#### Records provided

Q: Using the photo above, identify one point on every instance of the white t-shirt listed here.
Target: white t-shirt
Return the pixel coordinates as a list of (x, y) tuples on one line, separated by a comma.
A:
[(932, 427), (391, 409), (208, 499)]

########
#### Records provided

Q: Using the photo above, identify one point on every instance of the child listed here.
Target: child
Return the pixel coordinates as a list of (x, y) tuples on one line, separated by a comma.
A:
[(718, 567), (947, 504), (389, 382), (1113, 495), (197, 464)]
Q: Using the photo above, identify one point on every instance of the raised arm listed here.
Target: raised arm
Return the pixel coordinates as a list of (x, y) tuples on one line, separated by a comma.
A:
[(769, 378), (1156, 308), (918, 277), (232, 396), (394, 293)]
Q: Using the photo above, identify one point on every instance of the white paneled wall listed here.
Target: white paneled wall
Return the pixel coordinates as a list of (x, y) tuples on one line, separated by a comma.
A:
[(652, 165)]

########

- Written task:
Copy out the lines of the records again, starting at the one containing "t-shirt listed here." and ending at the one containing "[(932, 427), (391, 409), (208, 499)]", with both of those lines included.

- Correct answer:
Q: Using the photo above, identify one point on every instance of the white t-shirt listed here.
Target: white t-shirt
Return the pixel coordinates as a list of (x, y) tuples on one line, separated by a comma.
A:
[(932, 427), (391, 409), (208, 499)]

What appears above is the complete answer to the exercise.